_Trecho:_
# # # # #
Texto escrito por José de Souza Castro:
A Carta Maior publicou, no dia 16 deste mês, editorial
em que compara as propostas do governo Temer ao Tratado de Versalhes
imposto em 1919, por Estados Unidos, Inglaterra e França, à Alemanha
derrotada na I Guerra Mundial. “O alvo da elite brasileira hoje é o
próprio povo, tratado como inimigo dentro do seu próprio país”, diz Saul
Leblon, que assina o editorial. (Em texto de novembro, o senador
Roberto Requião (PMDB-PR) já tinha feito comparação semelhante.)
Recomendo a leitura de cada uma das 3.468 palavras do editorial.
Apesar disso, farei uma síntese para os que não têm tempo e, mesmo
assim, gostariam de entender um pouco mais a gravidade do momento em que
vivemos. Um momento que pode resultar numa nova ditadura. Na
Alemanha, foi a ditadura de Hitler. No Brasil, certamente, a ditadura
das elites.
“O grau de sacrifício que o golpe decidiu impor à população
brasileira é muito superior ao poder de ordenamento que as elites detêm
para implementá-lo sem recorrer a um regime de força”, afirma Leblon,
para quem “é sombrio o futuro da democracia no Brasil”, a menos que a
resistência popular tenha força para mudar o destino previsível da
sociedade que seremos no século XXI.
Conforme Lebron, arremeda-se aqui um Tratado de Versalhes revestido
de medidas extremas de sacrifício e empobrecimento, qualificadas pela
relatoria de Direitos Humanos da ONU como sem precedente no mundo em sua
duração e intensidade. “A diretriz incrustada na PEC 55 – como também
na reforma da Previdência em curso, e na ‘flexibilização das leis
trabalhistas’ sinalizada, desenha um horizonte de afunilamento extremo
do acesso a direitos e à renda, num quadro de desigualdade secularmente
asfixiante”, afirma o editorial.
“O espírito de convergência inscrito no pacto social da Carta Cidadã
de 1988 está sendo rompido em seus fundamentos, sem consultar a
sociedade. Desobriga-se o Estado, pelos próximos vinte anos, de
assegurar 18% da receita líquida da União à escola pública nacional”,
acrescenta.
# # # # #
_Material fornecido:_

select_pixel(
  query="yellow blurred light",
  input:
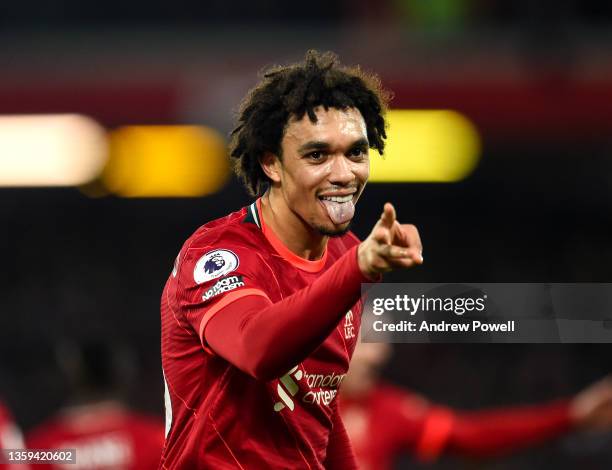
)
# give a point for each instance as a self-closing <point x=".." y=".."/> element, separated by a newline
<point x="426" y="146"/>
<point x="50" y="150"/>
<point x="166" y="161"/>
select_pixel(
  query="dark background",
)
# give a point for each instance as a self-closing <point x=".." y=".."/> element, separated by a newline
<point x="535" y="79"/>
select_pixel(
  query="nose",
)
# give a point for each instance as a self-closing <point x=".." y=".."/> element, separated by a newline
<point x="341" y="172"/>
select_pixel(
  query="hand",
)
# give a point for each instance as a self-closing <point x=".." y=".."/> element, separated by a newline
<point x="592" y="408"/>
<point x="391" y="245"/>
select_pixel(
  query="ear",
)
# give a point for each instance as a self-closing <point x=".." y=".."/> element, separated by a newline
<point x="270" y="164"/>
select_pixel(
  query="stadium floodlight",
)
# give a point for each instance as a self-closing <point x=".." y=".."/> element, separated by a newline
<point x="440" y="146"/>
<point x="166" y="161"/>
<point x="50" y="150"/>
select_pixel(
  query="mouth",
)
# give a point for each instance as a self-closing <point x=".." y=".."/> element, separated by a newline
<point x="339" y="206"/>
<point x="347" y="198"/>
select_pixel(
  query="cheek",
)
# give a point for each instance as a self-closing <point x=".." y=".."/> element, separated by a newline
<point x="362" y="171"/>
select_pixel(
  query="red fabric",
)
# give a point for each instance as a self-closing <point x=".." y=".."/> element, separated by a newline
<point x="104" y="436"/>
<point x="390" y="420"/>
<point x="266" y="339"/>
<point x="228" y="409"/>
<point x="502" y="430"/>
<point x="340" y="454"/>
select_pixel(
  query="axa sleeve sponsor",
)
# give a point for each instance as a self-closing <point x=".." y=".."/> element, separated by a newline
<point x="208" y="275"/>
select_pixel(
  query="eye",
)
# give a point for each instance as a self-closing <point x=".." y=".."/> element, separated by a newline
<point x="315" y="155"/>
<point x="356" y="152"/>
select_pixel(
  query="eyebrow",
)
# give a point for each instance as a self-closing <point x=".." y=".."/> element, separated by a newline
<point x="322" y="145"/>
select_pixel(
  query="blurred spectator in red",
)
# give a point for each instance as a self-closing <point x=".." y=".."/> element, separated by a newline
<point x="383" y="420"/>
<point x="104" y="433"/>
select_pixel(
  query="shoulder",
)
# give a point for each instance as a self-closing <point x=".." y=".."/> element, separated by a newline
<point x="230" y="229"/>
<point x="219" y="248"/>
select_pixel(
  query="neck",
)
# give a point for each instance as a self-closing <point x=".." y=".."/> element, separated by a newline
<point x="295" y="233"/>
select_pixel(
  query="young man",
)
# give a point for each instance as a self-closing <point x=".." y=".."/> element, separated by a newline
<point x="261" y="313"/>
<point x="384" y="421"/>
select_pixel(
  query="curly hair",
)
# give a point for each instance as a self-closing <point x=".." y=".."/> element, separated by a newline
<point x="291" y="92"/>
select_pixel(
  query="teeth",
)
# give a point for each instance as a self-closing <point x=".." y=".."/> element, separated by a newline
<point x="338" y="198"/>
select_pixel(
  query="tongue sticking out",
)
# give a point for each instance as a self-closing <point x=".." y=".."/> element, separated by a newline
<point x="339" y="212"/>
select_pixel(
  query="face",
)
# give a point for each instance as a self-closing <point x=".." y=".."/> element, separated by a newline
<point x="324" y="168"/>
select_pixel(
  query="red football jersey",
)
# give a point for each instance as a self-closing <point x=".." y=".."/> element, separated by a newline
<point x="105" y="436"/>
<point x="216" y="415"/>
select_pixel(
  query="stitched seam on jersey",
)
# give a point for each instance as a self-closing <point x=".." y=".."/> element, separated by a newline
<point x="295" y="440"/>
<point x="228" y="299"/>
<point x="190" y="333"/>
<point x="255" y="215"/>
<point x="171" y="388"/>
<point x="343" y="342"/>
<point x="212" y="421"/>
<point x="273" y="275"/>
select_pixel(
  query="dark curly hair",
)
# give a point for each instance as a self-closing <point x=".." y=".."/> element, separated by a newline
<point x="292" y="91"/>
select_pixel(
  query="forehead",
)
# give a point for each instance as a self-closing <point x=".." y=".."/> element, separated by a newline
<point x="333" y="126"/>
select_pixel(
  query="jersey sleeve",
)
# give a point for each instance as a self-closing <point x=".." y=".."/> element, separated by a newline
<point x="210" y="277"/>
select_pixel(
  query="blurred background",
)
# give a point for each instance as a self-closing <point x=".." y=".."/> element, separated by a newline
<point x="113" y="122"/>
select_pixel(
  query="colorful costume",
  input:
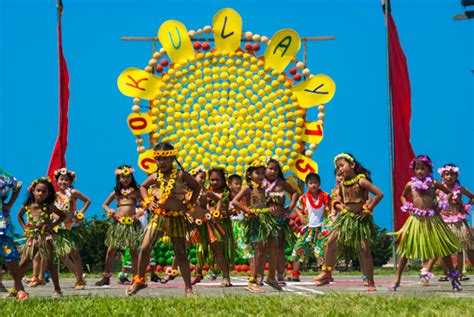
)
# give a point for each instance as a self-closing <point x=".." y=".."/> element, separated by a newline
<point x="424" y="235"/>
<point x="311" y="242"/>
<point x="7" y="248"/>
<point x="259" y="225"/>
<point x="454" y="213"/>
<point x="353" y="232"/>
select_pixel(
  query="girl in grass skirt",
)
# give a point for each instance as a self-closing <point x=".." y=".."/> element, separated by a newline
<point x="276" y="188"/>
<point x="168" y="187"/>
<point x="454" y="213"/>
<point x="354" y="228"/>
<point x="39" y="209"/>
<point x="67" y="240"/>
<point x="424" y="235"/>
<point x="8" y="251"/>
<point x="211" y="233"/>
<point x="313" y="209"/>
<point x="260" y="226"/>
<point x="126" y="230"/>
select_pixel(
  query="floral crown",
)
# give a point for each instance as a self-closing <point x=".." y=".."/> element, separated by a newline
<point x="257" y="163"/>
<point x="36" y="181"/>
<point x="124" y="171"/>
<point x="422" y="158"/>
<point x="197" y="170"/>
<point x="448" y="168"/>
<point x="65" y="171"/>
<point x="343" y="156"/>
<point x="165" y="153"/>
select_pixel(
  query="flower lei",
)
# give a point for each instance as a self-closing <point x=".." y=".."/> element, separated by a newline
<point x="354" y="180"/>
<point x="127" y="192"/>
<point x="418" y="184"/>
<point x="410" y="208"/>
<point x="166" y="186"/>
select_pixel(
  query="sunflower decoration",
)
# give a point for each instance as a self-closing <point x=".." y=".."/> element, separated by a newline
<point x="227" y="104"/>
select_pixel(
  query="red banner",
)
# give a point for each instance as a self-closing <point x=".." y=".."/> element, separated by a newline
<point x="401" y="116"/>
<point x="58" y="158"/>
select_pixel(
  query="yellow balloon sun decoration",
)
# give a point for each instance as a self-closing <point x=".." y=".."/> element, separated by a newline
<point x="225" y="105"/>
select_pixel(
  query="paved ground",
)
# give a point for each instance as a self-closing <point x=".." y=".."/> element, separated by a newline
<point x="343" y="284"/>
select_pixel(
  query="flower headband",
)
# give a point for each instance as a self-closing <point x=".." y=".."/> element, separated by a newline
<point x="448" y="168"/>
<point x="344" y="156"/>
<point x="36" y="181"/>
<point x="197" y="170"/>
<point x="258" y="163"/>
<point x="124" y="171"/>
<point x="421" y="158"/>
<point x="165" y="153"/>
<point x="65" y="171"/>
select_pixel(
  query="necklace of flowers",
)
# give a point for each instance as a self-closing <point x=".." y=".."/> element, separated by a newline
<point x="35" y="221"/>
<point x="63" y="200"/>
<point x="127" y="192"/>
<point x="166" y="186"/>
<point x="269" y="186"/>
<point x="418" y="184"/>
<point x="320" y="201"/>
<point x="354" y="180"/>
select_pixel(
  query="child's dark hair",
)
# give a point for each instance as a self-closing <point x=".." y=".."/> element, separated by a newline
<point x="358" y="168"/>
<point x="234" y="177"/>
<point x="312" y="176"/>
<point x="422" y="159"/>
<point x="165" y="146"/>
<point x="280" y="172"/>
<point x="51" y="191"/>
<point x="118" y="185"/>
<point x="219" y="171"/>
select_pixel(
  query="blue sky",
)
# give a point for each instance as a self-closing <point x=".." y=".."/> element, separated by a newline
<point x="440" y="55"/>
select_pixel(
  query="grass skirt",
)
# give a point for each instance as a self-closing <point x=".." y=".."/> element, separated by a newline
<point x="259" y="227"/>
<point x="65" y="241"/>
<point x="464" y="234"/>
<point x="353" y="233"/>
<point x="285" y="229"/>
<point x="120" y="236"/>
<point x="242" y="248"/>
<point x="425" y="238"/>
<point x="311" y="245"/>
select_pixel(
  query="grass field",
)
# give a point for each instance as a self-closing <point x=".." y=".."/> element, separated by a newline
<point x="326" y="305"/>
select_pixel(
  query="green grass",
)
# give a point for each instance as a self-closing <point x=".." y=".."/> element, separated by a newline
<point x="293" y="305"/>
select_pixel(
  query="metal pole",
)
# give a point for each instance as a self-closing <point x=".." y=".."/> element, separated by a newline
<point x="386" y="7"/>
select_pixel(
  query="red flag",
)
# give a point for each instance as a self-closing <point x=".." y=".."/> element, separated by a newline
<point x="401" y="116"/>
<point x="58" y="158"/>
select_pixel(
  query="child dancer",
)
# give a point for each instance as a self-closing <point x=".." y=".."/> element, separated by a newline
# # # # #
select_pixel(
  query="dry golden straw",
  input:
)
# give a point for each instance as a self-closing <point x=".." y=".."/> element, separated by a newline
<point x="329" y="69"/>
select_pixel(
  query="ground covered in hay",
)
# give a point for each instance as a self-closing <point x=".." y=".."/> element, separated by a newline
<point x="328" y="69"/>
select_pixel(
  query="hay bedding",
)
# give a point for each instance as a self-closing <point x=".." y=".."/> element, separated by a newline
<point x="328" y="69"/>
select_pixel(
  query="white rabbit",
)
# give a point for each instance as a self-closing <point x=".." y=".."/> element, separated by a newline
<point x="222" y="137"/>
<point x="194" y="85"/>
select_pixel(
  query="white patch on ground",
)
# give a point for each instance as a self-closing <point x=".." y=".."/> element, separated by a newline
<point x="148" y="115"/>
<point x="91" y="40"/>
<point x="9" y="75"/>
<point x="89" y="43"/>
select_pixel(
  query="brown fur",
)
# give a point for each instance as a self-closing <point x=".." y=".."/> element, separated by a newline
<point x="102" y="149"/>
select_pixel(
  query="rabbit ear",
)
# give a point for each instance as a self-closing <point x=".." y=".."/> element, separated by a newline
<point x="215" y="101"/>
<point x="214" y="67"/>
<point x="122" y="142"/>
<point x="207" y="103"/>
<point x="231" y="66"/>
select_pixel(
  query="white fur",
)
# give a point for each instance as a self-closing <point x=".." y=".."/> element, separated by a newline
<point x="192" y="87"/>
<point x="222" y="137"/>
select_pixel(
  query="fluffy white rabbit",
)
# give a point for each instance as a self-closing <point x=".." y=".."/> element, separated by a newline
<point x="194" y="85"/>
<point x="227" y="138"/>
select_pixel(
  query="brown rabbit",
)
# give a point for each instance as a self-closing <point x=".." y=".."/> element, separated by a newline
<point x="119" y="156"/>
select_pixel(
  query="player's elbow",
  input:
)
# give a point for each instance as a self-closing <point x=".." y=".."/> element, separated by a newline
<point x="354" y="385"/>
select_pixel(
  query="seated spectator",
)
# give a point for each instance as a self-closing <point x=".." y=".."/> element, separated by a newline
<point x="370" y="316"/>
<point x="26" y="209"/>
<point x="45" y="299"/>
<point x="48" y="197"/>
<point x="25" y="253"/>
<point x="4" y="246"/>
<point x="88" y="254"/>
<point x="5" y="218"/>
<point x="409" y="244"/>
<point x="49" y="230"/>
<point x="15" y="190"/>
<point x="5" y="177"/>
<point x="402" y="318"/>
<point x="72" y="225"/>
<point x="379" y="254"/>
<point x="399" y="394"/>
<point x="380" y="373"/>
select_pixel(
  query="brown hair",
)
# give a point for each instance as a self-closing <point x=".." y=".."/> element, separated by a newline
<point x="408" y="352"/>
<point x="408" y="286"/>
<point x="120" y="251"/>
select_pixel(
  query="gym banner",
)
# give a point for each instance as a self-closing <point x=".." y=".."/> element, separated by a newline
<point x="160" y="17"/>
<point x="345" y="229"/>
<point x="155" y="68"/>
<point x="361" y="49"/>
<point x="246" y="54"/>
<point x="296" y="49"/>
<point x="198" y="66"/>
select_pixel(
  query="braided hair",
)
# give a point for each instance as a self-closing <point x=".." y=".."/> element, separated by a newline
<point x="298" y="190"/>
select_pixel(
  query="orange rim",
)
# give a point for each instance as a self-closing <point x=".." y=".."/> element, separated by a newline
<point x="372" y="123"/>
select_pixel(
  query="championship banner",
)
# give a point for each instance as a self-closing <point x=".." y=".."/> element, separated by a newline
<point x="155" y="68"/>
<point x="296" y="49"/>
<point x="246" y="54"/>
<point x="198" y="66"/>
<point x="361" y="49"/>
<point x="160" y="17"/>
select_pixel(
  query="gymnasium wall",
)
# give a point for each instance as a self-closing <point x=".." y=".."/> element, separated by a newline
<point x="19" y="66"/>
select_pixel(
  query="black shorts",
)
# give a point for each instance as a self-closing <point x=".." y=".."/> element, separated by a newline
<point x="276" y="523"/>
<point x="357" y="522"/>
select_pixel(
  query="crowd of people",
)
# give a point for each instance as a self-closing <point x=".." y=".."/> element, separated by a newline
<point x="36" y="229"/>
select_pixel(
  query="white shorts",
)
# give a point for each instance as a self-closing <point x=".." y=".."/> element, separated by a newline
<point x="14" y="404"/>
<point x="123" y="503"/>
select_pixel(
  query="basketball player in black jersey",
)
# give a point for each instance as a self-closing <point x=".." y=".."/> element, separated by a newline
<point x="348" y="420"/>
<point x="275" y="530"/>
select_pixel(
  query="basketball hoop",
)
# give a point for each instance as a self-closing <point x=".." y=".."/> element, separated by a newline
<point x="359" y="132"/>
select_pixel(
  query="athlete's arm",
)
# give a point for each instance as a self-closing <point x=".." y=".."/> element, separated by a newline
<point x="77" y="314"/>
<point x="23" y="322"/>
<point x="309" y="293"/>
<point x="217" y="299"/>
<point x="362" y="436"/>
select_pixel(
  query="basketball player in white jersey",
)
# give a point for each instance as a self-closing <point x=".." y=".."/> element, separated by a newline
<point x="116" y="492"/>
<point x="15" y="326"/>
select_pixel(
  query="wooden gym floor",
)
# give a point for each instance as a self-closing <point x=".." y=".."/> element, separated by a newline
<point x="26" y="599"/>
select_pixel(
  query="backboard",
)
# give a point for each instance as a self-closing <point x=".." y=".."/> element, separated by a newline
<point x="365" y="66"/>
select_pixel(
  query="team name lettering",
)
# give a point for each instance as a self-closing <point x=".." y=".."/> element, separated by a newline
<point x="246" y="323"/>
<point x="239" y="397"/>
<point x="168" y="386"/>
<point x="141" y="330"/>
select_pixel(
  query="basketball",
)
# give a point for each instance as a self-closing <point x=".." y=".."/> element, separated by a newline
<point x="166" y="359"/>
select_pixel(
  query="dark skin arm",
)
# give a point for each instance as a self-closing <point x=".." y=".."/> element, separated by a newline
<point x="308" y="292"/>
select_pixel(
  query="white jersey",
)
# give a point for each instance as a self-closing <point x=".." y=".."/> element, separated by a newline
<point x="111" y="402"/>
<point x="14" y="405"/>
# # # # #
_Trabalho a fazer:_
**A.** Responda com base no trecho:
(i) Em que ano foi imposto o Tratado de Versalhes?
(ii) Quantas palavras tem o editorial?
(iii) Por quantos anos o Estado fica desobrigado de garantir 18% da receita líquida da União à escola pública?
**B.** Extraia do trecho, sem mudar nada, a parte que começa nas palavras "Conforme Lebron, arremeda-se" e vai até depois de "afirma o editorial.".
**C.** Continue o texto sobre o editorial da Carta Maior a partir do ponto em que ele para.

_Respostas por tarefa:_
**A.**
(i) Em 1919.
(ii) 3.468 palavras.
(iii) Pelos próximos vinte anos.

**B.**
Conforme Lebron, arremeda-se aqui um Tratado de Versalhes revestido
de medidas extremas de sacrifício e empobrecimento, qualificadas pela
relatoria de Direitos Humanos da ONU como sem precedente no mundo em sua
duração e intensidade. “A diretriz incrustada na PEC 55 – como também
na reforma da Previdência em curso, e na ‘flexibilização das leis
trabalhistas’ sinalizada, desenha um horizonte de afunilamento extremo
do acesso a direitos e à renda, num quadro de desigualdade secularmente
asfixiante”, afirma o editorial.

**C.**
Na saúde, prossegue, “o Tratado de Versalhes brasileiro prevê um
corte de R$ 440 bilhões até 2036. Hoje o SUS já é uma hemorragia fora do
controle, um metabolismo subfinanciado, respirando por aparelhos – e
esse é um consenso suprapartidário.”
O projeto de paz social que o governo golpista tenta enfiar goela
abaixo da sociedade “consiste em tomar de volta, subtrair e predar tudo o
que for possível e que se acumulou em décadas, por sucessivas gerações,
no campo aberto das ruas, das greves, das urnas e do sacrifício – não
raro da própria vida – para se implantar a universalização os direitos
sociais básicos no Brasil”, interpreta Saul Leblon.
Ele
lembra que uma das primeiras medidas de Hitler, ao tomar o poder na
Alemanha, foi colocar o partido comunista na ilegalidade, seguindo-se a
cassação da socialdemocracia. “É mais um ângulo da tragédia alemã a
reservar severas advertências às forças progressistas brasileiras do
presente”. E acrescenta:
“O fato é que o Tratado de Versalhes levara a sociedade alemã a uma
escalada indivisa de colapsos sequenciais de natureza econômica, social e
política que pavimentou a demanda por uma solução centralizadora,
impositiva e identitária. Degraus sucessivos de hiperinflação,
desemprego em massa e a inexistência de alternativa crível nas fileiras
progressistas criariam um incêndio social, induzindo a nação alemã a
entregar seu destino e o destino de seu desenvolvimento às promessas de
ordem e redenção nacional acenadas pelo nazismo.”
A política de terra arrasada em curso hoje no Brasil, afirma Leblon, à
semelhança de Versalhes, “reserva um tratamento de tropa de ocupação a
direitos sociais, salários, riquezas nacionais, como o pré-sal, ademais
da promover a dizimação do estoque de expertise e capacidade produtiva
condensado em grandes corporações empresariais — esfaceladas pela ação
grosseira ou deliberada dos responsáveis pela Lava Jato, que
objetivamente serviram como lubrificante à derrubada do governo Dilma
Rousseff”.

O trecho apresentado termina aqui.